To do:
(1) Answer these questions from the supermarket text, marking each answer (a), (b), or (c).
(a) Which two key metrics show that the profiteering criticism is unjustified?
(b) In what kind of markets do supermarkets operate, according to the text?
(c) What new area, besides a willingness to invest generally, does the text name as one the winners invest in, and what does it involve?
(2) Decide whether each statement agrees with the supermarket text. Answer yes or no, and quote the words from the text that settle it.
(a) Labor has become easier to find now that the Covid pandemic is over.
(b) A hard refocus on the basics of retail is seen across all supermarkets.
(c) The winners so far have carried relatively high debts.

START Source text

The current criticism that some supermarkets are profiteering from the rise in prices brought on by inflation has been shown to be unjustified, based on the two key metrics of profit margins and return on capital employed (ROCE). This is because, while their customers are struggling with a cost-of-living crisis, supermarkets also must try to keep prices low while their own costs rise—commodities, energy, transport, wages, and all related services.
We can now see that these higher prices are not being fully passed on because supermarkets operate in fiercely competitive markets where share is aggressively fought over, almost entirely through lower prices.
Moreover, these are not all costs that they can control or mitigate. Not only have staff costs—wages, training, compliance—risen, but the availability of labour remains tight, even though we are now well clear of the Covid pandemic.
Challenges for supermarkets
Supermarkets are dealing with these new realities in different ways, depending on where they are on their journey to win and retain customers. This includes expansion into new channels and new forms of fulfilment. However, what we can see across the board is a hard refocus on the basics of retail—buying and selling against an accurate picture of real and predicted demand and ruthlessly managing operational costs.
So far, the winners have been those with a culture that enables them to move fast, relatively low debts and servicing costs, a fail-fast approach to innovation, and a willingness to invest in new areas, notably retail media. This sees them using their web presence to offer advertising to third-party brands.
The winners are also ensuring that they operate well at the customer interface, be it in-store or online, so they can provide the best possible service. In a multi-channel world, service has gone way past being nice and helpful; it’s about the efficient management of online orders, offering multiple fulfilment options, cutting waste through more accurate stocking and replenishment, helping customers navigate the maze of modern diets, and reacting to customer needs more quickly.

END Source text
START Entries supplied

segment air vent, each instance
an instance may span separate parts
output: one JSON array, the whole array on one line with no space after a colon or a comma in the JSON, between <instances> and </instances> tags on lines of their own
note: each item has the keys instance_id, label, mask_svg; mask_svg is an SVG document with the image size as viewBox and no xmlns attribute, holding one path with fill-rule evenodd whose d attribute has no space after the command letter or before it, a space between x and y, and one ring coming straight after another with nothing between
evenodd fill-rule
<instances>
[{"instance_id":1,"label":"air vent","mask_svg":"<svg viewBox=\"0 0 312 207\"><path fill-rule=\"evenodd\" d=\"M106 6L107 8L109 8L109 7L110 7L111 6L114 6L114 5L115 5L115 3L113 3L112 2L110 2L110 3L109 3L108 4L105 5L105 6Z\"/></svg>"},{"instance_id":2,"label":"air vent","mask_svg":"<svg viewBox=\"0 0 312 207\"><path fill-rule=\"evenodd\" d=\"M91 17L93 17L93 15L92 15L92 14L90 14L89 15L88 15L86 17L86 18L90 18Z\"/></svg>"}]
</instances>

END Entries supplied

Answers:
(1)
(a) Profit margins and return on capital employed (ROCE).
(b) Fiercely competitive markets where share is aggressively fought over, almost entirely through lower prices.
(c) Retail media, which means using their web presence to offer advertising to third-party brands.

(2)
(a) No: "the availability of labour remains tight, even though we are now well clear of the Covid pandemic."
(b) Yes: "what we can see across the board is a hard refocus on the basics of retail."
(c) No: "relatively low debts and servicing costs."